[Start of section]

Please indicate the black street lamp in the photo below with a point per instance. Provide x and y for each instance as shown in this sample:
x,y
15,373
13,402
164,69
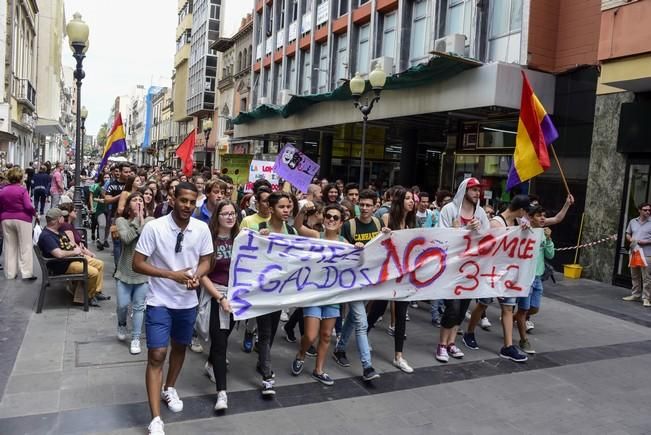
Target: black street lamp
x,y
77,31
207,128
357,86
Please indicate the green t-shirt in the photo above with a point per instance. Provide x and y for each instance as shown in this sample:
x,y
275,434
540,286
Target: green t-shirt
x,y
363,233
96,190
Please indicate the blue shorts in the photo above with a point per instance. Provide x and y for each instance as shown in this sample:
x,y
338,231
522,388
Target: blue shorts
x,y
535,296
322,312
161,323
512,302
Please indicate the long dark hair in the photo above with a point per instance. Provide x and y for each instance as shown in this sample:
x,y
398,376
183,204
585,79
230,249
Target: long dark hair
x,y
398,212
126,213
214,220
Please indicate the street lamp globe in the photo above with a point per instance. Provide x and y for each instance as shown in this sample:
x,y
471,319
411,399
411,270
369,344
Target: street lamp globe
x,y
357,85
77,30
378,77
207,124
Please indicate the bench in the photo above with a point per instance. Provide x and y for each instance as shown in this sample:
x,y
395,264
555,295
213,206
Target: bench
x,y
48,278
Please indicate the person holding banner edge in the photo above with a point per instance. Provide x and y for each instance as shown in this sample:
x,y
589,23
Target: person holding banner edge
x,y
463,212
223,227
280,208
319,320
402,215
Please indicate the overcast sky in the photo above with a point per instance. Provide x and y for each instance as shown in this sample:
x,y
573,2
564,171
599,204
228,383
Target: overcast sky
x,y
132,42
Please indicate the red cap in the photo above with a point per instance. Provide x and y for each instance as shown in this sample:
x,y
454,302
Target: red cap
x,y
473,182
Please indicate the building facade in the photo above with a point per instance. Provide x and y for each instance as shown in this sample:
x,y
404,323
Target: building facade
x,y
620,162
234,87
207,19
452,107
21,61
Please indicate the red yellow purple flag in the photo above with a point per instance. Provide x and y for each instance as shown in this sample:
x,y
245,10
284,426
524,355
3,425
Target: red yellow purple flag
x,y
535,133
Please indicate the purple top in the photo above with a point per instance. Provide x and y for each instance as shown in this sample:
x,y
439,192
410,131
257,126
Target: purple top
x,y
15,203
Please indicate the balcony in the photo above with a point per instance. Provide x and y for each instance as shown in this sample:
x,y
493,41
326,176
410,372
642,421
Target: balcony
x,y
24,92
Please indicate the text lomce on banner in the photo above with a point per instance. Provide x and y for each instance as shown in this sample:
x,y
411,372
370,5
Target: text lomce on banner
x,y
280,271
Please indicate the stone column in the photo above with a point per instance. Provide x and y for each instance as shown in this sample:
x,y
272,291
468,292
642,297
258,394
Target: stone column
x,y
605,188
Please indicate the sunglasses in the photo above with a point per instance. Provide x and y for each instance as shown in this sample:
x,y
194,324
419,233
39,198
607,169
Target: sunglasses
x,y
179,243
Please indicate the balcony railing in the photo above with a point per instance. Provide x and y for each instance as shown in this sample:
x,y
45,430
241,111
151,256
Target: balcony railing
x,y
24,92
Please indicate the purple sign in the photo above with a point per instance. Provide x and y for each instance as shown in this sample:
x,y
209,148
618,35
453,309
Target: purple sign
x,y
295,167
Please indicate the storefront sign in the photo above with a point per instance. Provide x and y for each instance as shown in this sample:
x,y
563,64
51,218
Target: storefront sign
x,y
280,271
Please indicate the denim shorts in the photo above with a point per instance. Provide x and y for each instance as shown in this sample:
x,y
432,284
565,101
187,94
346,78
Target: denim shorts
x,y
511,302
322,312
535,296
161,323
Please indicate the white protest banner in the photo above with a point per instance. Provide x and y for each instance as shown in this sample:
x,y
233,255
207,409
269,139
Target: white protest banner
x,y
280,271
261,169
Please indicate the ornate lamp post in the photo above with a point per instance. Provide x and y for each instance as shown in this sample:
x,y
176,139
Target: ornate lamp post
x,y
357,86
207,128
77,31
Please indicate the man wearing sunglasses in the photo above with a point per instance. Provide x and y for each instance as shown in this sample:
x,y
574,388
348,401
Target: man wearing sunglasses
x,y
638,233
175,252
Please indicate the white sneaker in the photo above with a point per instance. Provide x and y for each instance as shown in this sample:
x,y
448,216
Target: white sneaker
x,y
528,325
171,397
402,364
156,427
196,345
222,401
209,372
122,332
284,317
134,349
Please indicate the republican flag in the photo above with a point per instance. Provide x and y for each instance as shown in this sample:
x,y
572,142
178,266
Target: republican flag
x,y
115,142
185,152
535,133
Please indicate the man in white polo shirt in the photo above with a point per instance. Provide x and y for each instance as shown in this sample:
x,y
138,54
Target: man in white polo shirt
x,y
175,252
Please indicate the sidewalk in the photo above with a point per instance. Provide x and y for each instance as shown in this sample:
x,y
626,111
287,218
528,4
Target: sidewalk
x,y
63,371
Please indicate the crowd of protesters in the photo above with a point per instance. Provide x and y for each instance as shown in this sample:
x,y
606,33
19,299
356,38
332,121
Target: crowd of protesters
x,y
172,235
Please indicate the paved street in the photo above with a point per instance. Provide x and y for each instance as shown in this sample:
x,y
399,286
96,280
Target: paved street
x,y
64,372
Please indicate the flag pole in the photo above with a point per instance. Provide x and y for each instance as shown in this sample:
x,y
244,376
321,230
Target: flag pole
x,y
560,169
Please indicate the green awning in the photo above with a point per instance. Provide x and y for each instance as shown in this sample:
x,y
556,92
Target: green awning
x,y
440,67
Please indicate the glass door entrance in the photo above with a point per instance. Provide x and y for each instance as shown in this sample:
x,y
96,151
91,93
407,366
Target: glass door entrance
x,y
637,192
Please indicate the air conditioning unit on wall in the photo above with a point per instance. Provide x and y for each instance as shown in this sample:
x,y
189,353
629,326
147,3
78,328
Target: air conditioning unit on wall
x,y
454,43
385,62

[End of section]
[Start of section]

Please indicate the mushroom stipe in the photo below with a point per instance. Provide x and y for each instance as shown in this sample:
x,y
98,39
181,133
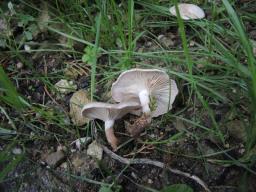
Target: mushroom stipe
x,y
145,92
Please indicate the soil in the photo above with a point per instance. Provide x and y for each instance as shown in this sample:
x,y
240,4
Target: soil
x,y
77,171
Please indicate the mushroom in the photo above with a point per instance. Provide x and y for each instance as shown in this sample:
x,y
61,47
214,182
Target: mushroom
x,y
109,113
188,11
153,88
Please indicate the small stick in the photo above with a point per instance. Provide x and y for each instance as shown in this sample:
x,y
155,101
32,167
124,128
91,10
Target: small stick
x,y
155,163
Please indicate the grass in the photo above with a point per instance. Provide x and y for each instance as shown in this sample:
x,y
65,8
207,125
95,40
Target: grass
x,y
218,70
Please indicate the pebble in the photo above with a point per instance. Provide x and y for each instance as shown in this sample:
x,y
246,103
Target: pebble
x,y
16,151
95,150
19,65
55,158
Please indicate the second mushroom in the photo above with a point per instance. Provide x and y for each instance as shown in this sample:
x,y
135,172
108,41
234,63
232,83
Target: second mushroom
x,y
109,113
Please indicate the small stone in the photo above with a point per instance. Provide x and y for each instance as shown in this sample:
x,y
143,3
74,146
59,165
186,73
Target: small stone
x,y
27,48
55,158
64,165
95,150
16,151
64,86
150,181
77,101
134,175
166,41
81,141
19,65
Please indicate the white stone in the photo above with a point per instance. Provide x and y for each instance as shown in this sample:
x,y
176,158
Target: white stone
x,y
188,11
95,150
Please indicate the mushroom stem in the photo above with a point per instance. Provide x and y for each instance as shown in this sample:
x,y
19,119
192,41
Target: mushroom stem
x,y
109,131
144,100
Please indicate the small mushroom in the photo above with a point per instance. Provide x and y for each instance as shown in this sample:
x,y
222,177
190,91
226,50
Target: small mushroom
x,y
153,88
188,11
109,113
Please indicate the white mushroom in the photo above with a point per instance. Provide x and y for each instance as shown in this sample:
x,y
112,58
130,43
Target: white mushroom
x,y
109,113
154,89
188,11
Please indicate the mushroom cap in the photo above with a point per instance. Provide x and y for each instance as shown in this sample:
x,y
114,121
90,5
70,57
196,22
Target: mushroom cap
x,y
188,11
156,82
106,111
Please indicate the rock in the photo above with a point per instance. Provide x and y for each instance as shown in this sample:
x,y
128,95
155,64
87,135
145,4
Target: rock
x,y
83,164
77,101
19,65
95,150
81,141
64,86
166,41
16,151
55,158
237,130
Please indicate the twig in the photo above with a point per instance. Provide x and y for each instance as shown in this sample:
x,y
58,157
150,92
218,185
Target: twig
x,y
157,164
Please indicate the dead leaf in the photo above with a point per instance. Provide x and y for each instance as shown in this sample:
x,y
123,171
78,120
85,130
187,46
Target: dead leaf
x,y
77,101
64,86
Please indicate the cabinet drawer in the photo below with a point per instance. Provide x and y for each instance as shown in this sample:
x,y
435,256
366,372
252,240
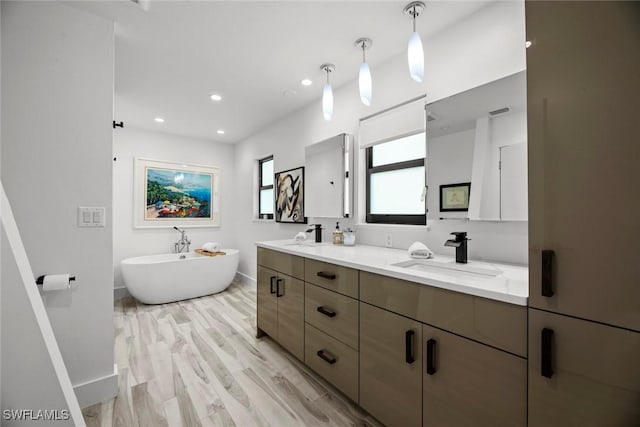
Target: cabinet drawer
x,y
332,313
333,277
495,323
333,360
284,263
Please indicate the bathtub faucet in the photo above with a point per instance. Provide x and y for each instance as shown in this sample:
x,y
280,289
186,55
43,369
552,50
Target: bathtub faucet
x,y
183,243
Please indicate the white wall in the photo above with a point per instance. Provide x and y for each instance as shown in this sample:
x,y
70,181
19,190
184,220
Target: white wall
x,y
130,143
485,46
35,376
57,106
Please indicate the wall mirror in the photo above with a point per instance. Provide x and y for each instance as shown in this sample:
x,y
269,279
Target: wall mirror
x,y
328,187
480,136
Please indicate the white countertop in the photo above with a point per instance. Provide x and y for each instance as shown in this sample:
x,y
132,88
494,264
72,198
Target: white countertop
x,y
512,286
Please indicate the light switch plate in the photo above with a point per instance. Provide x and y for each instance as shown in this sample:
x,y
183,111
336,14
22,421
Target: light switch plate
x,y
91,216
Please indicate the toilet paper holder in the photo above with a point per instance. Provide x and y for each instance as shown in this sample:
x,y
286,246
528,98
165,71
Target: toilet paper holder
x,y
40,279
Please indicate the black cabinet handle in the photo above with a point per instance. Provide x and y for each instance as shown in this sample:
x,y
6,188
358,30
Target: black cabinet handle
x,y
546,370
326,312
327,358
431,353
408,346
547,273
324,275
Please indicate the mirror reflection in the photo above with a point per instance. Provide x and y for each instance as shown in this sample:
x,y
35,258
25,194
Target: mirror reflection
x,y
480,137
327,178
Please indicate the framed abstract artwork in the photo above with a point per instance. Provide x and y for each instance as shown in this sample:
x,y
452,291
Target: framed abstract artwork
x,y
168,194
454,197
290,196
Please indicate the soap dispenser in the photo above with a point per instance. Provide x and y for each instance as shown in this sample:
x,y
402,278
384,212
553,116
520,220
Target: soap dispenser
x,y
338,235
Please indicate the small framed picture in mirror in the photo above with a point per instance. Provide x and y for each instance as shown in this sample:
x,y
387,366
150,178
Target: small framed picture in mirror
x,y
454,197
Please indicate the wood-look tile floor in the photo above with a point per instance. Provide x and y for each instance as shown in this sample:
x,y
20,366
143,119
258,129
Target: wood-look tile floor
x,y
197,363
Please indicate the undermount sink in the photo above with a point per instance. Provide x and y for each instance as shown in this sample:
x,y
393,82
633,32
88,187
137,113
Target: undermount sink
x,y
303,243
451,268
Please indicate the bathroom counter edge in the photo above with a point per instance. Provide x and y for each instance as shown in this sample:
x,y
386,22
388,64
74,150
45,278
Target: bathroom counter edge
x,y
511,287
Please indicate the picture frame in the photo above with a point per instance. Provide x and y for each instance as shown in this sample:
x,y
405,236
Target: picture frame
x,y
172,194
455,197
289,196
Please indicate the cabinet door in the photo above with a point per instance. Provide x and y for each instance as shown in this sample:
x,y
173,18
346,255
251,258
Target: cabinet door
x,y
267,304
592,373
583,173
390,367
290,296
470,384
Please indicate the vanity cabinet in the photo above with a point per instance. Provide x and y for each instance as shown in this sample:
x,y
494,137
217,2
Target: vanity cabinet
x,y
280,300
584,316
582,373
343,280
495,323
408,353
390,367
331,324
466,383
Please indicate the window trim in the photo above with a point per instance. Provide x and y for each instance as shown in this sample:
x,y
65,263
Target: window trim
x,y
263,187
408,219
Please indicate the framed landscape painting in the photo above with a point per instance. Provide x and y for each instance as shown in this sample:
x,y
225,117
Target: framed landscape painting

[End of section]
[Start of section]

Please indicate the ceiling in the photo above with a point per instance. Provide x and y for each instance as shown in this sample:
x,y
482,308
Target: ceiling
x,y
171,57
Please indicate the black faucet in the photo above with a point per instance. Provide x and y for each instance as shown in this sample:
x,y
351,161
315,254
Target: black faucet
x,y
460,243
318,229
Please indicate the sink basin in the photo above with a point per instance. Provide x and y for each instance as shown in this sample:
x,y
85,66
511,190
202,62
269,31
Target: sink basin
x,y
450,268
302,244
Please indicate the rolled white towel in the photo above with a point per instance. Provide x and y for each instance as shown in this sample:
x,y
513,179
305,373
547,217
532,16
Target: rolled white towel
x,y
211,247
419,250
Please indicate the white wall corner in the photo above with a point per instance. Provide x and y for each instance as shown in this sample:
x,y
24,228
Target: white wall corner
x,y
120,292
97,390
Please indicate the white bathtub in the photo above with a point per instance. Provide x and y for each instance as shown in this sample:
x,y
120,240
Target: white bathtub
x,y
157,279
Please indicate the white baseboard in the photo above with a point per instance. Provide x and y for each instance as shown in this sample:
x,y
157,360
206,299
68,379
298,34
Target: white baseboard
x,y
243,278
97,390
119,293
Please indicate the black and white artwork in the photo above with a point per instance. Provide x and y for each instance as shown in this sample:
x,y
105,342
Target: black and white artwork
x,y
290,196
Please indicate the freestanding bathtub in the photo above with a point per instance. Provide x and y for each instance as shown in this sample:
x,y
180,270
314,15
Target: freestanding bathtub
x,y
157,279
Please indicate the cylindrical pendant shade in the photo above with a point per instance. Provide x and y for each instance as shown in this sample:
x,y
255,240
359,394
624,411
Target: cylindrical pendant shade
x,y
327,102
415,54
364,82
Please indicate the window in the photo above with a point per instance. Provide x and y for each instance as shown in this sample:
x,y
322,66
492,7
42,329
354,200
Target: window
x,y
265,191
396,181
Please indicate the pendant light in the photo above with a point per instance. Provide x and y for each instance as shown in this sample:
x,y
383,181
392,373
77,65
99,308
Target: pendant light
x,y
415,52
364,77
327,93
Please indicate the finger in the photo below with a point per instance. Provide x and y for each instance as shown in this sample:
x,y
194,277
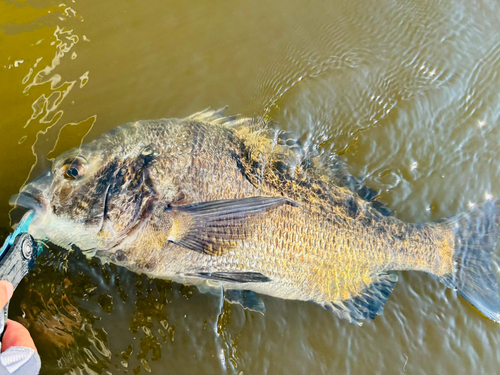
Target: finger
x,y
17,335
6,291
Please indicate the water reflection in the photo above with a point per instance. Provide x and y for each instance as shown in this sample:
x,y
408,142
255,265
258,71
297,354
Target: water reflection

[End of section]

Work to complete: Pull each line containing "landscape" from the records.

Your response:
Please indicate the framed landscape painting in the photo above with a point per instance. Provide x and y for each instance as shown in this sample:
Target: framed landscape painting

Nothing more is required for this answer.